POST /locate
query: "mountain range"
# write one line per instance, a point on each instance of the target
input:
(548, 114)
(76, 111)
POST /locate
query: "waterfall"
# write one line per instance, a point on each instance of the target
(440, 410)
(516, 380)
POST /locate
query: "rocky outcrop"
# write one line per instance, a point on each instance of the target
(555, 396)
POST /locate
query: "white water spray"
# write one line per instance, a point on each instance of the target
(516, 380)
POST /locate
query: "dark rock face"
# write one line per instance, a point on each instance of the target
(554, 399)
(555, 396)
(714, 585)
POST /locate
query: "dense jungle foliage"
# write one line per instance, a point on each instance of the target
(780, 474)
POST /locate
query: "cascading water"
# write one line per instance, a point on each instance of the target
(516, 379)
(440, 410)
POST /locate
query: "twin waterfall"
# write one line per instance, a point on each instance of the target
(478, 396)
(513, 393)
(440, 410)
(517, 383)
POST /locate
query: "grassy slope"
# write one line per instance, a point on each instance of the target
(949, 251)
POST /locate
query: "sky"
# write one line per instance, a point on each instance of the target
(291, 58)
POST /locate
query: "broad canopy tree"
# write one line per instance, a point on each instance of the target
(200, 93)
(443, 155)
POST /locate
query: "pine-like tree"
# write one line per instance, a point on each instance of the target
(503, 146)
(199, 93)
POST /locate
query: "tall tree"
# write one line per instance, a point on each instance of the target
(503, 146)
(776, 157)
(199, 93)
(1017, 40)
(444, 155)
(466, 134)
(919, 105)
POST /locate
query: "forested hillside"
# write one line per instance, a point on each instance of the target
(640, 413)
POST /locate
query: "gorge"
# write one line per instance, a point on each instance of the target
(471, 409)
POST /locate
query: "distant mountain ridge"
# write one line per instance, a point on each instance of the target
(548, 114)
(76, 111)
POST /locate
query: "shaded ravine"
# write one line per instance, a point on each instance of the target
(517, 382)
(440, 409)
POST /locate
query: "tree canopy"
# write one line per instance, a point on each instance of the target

○ ○ ○ ○ ○

Faithfully transcribe the whole of the data.

- _Full response_:
POST /locate
query: "mountain range"
# write one line per instance, a point on each instance of the target
input:
(548, 114)
(76, 111)
POST /locate
query: "waterfall"
# write one line per instance, a point on each instance of the target
(440, 410)
(516, 380)
POST /locate
query: "rocky outcrop"
# write one line per instance, a point on each instance of the target
(555, 396)
POST /locate
query: "white water spray"
# write one line per instance, a point on each instance of the target
(516, 380)
POST /locate
query: "dark rock face"
# write one line per instance, a point on each instance of the target
(554, 399)
(555, 396)
(714, 585)
POST /locate
query: "dense jungle foliage"
# write one line per instance, a point on each instance of the target
(780, 474)
POST /locate
query: "cascading water"
# write one line per instance, a point on each instance of the target
(516, 379)
(440, 410)
POST /locate
query: "twin waterfall"
# write one line per instance, a point on each instance of the target
(478, 396)
(513, 393)
(440, 410)
(517, 383)
POST /locate
query: "grassy slope"
# write one line per instance, a point on each instance of the target
(949, 251)
POST /locate
query: "sky"
# write one line per instance, a point on each instance of the target
(291, 58)
POST /locate
query: "broad canopy tree"
# write one line per instance, a point on each instance of the target
(200, 93)
(443, 155)
POST /locate
query: "pine-like tree"
# write one line per instance, a point on each instance of the target
(503, 146)
(199, 93)
POST /locate
query: "tall tree"
# write one line per instance, a point on each instance of the target
(503, 146)
(776, 157)
(199, 93)
(1017, 40)
(444, 155)
(466, 134)
(919, 105)
POST /locate
query: "forested hillside"
# write one line per instance, a point on each instance of the target
(640, 413)
POST /locate
query: "gorge"
# write one line per instance, a point on each instance of the target
(471, 409)
POST /locate
query: "distant mountain ridge"
# write one line per instance, a point on each instance of the target
(548, 114)
(76, 111)
POST /locate
query: "shaded ravine"
# write one line per instance, a point on each instance of the target
(517, 382)
(440, 409)
POST /locate
query: "tree canopy"
# write one line per instance, a point on each instance of the target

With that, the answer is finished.